[Supplied data]
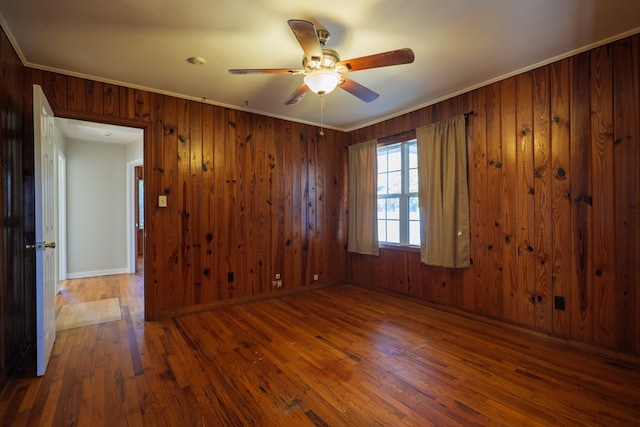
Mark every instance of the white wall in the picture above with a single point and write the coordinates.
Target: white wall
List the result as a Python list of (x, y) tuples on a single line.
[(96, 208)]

--

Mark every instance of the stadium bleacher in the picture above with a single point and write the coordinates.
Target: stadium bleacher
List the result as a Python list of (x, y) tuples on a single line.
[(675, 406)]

[Objective]
Rewrite every line, starting with the line containing "Mark every instance of the white" and going on through the line containing "[(96, 208)]", keeping the entries' wording unchanged and shifting each coordinate in the answer by -115.

[Exercise response]
Mark every instance of the white wall in the picture above with a single point and write the coordinates.
Target: white wall
List the result as a Python list of (x, y) tuples on a single line.
[(-19, 93)]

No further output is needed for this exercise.